The R package *Artificial Intelligence for Education (aifeducation)* is
designed for the special requirements of educators, educational
researchers, and social researchers. The target audience of this package
are educators and researchers with no coding skills who would like to
develop their own models, as well as people who would like to use those
models created by other researchers/educators. The package supports the
application of Artificial Intelligence (AI) for Natural Language
Processing tasks such as text embedding and classification under the
special conditions of the educational and social sciences.

## Features Overview

-   Simple usage of artificial intelligence by providing routines for
    the most important tasks of educators and researchers from social
    and educational sciences.
-   Provides a graphical user interface (AI for Education - Studio), allowing
    users to work with AI without the need for coding skills.

Outline entries for images:
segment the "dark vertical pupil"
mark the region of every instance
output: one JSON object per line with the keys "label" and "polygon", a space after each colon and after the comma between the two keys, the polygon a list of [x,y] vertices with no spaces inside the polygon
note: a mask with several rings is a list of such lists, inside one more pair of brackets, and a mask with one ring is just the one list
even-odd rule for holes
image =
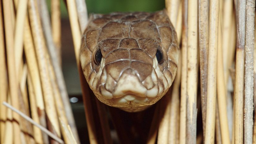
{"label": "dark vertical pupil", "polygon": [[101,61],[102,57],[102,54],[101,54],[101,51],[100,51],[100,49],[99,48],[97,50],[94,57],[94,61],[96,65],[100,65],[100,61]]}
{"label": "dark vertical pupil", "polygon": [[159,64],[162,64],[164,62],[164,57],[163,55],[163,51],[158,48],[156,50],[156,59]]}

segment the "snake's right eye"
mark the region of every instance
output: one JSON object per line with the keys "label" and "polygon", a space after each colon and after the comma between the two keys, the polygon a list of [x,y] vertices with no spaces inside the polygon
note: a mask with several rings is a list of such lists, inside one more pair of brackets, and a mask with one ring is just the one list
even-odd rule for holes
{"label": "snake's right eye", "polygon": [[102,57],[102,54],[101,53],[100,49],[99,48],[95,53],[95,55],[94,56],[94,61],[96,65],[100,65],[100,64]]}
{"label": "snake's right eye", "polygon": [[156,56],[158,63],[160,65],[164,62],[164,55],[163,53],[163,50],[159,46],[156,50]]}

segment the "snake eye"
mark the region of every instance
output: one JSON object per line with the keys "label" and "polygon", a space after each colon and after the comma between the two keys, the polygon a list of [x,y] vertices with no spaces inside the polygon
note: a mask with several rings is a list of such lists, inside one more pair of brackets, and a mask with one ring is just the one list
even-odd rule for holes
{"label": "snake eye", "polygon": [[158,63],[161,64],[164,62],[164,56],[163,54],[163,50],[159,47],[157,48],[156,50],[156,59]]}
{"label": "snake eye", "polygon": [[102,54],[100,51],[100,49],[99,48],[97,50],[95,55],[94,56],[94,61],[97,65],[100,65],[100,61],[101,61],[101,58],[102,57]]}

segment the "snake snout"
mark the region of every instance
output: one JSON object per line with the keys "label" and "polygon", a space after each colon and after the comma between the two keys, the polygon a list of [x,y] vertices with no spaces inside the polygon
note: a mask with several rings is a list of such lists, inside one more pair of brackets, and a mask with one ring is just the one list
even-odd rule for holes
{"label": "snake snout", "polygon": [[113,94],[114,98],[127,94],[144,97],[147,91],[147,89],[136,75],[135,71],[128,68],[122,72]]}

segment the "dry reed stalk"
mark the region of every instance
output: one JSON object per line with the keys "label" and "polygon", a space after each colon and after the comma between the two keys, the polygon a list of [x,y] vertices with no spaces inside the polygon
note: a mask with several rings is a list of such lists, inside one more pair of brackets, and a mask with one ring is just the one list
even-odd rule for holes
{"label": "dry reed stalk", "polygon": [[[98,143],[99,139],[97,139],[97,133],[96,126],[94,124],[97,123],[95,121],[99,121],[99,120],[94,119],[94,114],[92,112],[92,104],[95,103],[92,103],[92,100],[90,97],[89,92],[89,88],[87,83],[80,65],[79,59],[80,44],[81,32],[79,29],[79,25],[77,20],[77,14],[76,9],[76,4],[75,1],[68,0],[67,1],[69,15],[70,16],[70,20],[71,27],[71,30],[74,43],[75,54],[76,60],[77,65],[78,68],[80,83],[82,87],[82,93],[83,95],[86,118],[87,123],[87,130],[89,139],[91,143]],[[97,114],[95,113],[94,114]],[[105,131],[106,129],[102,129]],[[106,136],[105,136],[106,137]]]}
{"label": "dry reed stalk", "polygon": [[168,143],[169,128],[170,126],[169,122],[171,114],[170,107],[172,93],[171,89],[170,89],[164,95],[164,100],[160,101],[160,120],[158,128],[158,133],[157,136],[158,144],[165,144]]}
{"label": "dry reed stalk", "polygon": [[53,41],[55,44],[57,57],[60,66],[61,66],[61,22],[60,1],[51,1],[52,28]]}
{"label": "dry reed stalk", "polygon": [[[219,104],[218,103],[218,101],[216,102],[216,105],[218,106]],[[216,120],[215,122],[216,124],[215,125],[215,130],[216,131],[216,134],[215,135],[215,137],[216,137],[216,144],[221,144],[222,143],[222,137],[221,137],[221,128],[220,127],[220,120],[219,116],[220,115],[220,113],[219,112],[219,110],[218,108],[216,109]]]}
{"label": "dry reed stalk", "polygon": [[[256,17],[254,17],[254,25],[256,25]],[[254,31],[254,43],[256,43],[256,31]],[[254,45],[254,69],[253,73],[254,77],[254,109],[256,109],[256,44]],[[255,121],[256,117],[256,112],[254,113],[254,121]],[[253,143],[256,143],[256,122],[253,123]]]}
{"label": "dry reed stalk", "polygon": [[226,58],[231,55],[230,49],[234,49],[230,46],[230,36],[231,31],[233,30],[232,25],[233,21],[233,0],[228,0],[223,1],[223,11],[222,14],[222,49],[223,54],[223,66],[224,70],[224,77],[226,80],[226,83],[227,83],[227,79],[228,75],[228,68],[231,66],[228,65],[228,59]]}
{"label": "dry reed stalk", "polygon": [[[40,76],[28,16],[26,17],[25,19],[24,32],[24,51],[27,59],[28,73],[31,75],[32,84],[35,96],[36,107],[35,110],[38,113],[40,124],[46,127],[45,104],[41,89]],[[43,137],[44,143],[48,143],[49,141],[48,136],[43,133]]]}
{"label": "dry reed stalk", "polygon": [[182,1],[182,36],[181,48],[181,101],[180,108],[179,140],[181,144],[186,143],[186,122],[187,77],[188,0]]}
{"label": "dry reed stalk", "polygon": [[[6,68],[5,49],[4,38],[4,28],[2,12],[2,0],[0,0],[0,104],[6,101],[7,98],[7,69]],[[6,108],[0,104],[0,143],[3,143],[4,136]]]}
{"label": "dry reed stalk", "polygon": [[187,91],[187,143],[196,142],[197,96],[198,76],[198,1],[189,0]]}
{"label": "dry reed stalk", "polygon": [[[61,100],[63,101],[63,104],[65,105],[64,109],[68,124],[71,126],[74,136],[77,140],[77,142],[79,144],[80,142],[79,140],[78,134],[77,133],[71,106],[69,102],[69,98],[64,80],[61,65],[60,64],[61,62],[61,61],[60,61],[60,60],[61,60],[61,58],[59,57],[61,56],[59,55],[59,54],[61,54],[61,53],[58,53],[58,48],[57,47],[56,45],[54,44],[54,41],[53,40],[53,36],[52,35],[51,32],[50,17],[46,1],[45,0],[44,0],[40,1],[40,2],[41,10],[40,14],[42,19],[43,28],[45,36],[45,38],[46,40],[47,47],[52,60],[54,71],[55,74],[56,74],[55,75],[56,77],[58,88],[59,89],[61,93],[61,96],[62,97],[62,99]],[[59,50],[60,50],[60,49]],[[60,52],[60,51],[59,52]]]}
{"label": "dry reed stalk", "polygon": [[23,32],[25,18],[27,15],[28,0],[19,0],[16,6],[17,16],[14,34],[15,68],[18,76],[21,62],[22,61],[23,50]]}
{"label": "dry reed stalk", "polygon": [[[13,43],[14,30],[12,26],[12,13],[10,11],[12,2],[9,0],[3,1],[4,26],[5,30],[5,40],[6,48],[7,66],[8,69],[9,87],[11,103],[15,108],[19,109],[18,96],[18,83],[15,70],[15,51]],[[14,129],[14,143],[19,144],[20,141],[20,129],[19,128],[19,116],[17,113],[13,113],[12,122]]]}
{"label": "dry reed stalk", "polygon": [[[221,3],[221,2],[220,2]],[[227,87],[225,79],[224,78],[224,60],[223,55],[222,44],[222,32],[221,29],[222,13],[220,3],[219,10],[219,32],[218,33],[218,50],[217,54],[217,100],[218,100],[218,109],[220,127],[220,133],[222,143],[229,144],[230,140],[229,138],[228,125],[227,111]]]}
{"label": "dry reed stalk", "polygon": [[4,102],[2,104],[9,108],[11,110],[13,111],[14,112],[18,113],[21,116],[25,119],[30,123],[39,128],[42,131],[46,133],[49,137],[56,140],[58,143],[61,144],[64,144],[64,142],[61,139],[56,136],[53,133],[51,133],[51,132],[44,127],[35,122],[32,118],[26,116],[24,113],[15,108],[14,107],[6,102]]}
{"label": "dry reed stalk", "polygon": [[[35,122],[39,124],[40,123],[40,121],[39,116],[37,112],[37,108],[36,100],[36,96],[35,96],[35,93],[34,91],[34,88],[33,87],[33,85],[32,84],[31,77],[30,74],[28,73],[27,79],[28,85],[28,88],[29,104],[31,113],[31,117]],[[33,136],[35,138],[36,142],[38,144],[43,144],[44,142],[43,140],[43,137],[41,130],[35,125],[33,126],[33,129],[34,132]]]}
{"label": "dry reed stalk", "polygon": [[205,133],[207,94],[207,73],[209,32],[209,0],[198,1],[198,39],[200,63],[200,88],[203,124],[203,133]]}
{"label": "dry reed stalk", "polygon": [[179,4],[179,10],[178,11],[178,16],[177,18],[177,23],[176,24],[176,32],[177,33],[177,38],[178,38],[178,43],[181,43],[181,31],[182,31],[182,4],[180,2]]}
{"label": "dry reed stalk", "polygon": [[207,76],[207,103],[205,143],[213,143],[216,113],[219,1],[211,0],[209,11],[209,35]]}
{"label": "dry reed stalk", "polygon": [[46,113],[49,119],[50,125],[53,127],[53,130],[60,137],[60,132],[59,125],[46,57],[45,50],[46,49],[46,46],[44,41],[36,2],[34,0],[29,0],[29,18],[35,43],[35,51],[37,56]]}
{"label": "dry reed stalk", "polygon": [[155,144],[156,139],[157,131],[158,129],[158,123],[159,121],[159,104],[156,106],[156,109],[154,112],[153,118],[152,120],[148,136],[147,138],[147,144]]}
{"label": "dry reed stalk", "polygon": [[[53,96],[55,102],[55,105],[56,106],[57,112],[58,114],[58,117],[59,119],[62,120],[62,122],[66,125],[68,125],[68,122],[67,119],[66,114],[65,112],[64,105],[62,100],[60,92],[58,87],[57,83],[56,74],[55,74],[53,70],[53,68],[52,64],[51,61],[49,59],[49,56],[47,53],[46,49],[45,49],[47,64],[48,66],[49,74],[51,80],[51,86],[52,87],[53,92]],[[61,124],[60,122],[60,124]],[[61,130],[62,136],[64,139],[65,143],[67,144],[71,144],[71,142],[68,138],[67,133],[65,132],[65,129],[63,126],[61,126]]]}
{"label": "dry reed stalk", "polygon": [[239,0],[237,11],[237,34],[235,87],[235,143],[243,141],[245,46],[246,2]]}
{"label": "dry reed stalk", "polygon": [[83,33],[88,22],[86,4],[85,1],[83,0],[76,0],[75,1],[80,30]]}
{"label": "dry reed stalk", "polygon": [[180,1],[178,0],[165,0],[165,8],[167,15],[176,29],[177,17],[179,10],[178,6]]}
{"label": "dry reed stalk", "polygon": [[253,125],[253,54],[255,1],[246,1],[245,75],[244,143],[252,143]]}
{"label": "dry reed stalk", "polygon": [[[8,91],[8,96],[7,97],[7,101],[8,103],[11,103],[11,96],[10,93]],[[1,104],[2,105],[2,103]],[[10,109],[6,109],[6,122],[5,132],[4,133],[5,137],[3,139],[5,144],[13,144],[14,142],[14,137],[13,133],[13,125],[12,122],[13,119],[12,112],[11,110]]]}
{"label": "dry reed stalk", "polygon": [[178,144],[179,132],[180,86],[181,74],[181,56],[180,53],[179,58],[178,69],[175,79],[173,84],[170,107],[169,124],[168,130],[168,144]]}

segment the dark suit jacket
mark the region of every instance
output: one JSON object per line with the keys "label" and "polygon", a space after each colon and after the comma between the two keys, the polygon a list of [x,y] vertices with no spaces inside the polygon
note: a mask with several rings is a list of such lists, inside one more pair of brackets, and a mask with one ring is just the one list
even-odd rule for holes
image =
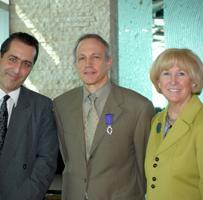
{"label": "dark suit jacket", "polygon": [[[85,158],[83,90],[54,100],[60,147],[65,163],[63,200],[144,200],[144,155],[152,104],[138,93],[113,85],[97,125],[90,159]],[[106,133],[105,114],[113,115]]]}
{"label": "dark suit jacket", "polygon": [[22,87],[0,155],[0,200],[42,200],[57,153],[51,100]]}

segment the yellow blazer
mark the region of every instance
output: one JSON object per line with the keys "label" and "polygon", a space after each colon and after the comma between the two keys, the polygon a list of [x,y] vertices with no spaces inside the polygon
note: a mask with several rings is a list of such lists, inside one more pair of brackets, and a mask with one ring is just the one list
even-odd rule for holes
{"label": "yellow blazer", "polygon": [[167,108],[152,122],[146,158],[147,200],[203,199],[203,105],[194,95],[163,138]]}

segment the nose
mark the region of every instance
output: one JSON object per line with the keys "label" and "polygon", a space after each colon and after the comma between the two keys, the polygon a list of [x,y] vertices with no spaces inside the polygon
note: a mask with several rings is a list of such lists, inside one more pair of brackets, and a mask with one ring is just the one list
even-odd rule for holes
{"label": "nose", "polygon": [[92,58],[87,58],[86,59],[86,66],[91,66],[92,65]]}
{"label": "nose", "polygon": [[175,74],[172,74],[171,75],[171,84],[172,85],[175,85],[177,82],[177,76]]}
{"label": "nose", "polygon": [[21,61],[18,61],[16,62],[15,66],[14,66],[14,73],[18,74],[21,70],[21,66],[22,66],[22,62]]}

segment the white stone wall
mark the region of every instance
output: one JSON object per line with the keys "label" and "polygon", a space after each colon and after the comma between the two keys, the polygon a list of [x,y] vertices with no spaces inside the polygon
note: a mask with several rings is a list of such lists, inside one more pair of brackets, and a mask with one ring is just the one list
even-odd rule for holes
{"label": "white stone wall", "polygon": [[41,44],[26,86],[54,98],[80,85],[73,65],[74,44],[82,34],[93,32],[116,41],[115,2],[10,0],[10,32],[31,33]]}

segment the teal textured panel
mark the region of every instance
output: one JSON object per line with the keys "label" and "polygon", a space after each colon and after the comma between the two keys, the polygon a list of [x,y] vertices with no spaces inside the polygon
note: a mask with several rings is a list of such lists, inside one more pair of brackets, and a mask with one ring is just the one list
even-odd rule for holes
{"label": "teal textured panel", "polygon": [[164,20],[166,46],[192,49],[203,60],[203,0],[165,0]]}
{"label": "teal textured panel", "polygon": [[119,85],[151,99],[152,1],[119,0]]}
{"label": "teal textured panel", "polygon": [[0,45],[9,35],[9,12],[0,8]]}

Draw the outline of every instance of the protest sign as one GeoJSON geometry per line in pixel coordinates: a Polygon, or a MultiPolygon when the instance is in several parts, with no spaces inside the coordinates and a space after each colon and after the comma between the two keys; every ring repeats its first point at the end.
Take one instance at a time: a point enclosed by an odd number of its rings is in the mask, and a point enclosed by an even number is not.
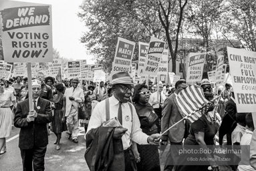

[EXERCISE DIRECTIONS] According to the package description, the aifeducation package is built for the special requirements of which groups? List them all.

[RESULT FOR THIS EXERCISE]
- Educators
- Educational researchers
- Social researchers